提示文:
◇ ◇ ◇ ◇
令和4年4月1日から5月2日まで、自由民主党埼玉県支部連合会(以下、埼玉県連)が、「埼玉県性の多様性に係る理解増進に関する条例(仮称)骨子案」(以下、本条例案)の策定に当たって、意見を募集している。
 
先日(4月11日)、「東京都パートナーシップ宣誓制度」素案に対する意見募集が終わったばかりだが、お隣の埼玉県の本条例案に対し、埼玉県さいたま市在住の「保守の会」発起人の一人(武蔵国小次郎、仮名)として物申す。
 
県民の皆様をはじめ、全国からも意見を応募できるとのこと。
当会の主張も参考にしつつ、危うい条例案にぜひ「待った!」の声を上げていただきたい

はじめに

◆ まず、埼玉県連は一体何をやっているのか?
昨年6月、自民党本部では「LGBT理解増進法案」が見送られたばかりだ。反旗を翻すような行動を「支部連合会」がとるのはいかがなものか
 
◆ 県内(社会)には、様々な少数者がいる中で、なぜ性的少数者(LGBTQ)だけを特別扱いしようとするのか?
◇ ◇ ◇ ◇
抜粋データ:
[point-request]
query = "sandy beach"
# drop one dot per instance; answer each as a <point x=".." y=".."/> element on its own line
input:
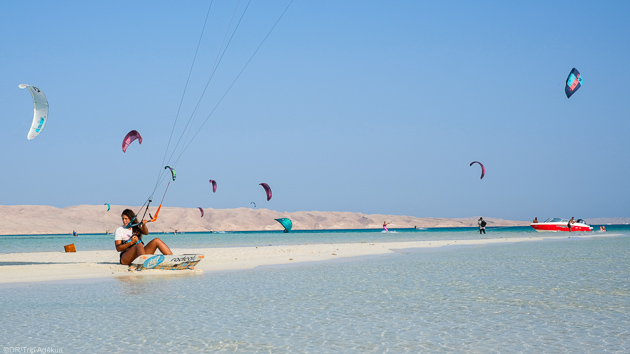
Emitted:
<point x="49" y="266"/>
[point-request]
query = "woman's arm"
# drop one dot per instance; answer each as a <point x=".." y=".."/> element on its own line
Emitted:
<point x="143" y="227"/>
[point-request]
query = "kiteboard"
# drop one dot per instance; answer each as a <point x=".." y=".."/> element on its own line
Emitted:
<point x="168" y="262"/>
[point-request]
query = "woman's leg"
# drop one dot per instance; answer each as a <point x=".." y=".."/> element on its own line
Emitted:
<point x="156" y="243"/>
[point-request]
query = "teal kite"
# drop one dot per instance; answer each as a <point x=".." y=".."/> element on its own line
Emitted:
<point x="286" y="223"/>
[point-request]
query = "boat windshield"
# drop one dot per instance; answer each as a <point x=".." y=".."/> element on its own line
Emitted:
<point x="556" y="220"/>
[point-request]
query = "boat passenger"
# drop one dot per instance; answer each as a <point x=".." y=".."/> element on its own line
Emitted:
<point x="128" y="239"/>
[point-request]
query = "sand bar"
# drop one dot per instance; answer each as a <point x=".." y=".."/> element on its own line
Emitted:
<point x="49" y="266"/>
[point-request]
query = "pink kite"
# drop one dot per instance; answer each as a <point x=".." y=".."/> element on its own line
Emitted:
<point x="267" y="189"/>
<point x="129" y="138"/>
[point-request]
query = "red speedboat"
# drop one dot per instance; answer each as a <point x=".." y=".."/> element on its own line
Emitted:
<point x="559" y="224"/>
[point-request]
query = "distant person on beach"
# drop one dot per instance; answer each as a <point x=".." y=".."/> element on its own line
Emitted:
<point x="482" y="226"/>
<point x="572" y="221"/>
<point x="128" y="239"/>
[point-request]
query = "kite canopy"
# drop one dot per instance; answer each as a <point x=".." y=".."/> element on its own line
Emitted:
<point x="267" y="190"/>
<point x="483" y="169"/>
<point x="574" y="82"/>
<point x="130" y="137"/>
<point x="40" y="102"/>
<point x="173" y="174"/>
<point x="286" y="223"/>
◇ ◇ ◇ ◇
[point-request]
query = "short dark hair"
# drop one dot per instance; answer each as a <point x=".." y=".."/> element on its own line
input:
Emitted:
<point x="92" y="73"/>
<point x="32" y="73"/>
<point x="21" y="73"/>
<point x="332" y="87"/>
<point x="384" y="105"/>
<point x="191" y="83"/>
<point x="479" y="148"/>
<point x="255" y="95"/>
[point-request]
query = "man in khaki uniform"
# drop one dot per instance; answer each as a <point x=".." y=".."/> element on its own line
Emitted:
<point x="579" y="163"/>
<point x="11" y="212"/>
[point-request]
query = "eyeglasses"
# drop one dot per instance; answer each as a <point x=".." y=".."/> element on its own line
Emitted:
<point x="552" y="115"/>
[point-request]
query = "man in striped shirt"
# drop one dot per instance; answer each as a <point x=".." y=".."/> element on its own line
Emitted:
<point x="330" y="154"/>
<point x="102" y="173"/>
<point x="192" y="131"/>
◇ ◇ ◇ ◇
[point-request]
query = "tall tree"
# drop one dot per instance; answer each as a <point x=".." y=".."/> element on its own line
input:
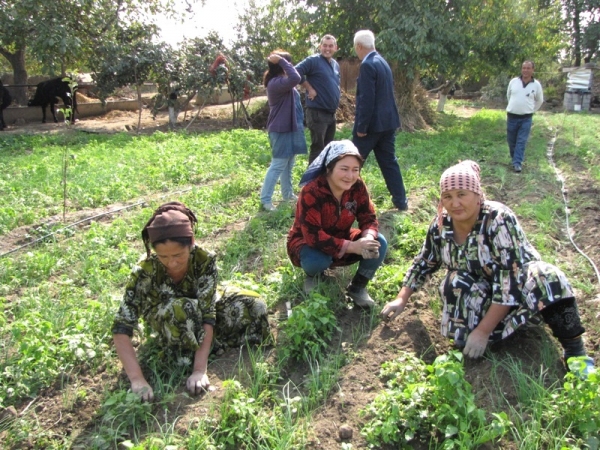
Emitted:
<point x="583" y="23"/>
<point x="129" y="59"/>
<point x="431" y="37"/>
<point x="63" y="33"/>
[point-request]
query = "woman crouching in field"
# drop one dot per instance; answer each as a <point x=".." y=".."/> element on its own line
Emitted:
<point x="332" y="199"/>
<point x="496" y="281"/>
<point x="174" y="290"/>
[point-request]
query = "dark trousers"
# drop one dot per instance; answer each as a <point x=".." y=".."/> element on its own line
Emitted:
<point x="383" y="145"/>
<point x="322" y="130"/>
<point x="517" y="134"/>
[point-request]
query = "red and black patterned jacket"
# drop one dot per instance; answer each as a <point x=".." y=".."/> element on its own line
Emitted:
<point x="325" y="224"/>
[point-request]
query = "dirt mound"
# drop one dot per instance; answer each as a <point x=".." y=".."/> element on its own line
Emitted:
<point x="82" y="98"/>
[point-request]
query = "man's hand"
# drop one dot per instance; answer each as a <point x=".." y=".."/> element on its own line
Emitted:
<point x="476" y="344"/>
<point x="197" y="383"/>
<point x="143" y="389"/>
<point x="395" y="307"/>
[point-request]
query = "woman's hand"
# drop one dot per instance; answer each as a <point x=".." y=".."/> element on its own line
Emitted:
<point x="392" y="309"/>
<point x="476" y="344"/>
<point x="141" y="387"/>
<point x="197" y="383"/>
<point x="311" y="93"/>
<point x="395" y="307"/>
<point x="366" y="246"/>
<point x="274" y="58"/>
◇ ◇ ◇ ◇
課題 1:
提示文に基づき、次の問いに答えてください。
(a) 埼玉県連が本条例案について意見を募集している期間はいつからいつまでですか。
(b) 「東京都パートナーシップ宣誓制度」素案に対する意見募集は何月何日に終わりましたか。
(c) 昨年6月に自民党本部で見送られた法案の名称は何ですか。
課題 2:
上に示した埼玉県の条例案をめぐる文章について、最後の文に続く部分を書き進めてください。

記述解答 1:
(a) 令和4年4月1日から5月2日までです。
(b) 4月11日です。
(c) 「LGBT理解増進法案」です。

記述解答 2:
先月末に東京都が公表した調査結果でも、約7割の当事者が「困難な経験」が「特にない」と回答していた。当事者の困りごとのほとんどは、条例など制定しなくても、個別に対応できるというのが実情ではないか
 
◆ 支援の優先順位が間違っていないか?
大野元裕知事は3月5日の定例記者会見で、「LGBTQへの支援を加速させる」と述べた。
しかし、「支援を加速させる」べき対象は、コロナ禍で苦しむ多くの県民など、他に大勢いるのではないか?
大野知事や埼玉県連は、「LGBTQ」というトレンド(流行)に乗って人気を取ろうとするのではなく、日々生きていくことにも必死な多くの県民に目をやり、その「支援」の手をもっと伸ばすべきではないか
 
◆ 特定の人々の「人権」を偏重していないか?
総合的に考えて、本条例案が「目的」で掲げる「全ての人の人権が尊重される社会の実現に寄与する」とは思えない。ごくごく一部の人の人権のみを尊重しようとするのではなく、性的少数者かどうかに関わりなく、全ての埼玉県民の「人権が尊重される社会の実現に寄与する」よう、本条例案の抜本的な再考を求める

各項目について

以下、特に問題と思われる項目について物申す。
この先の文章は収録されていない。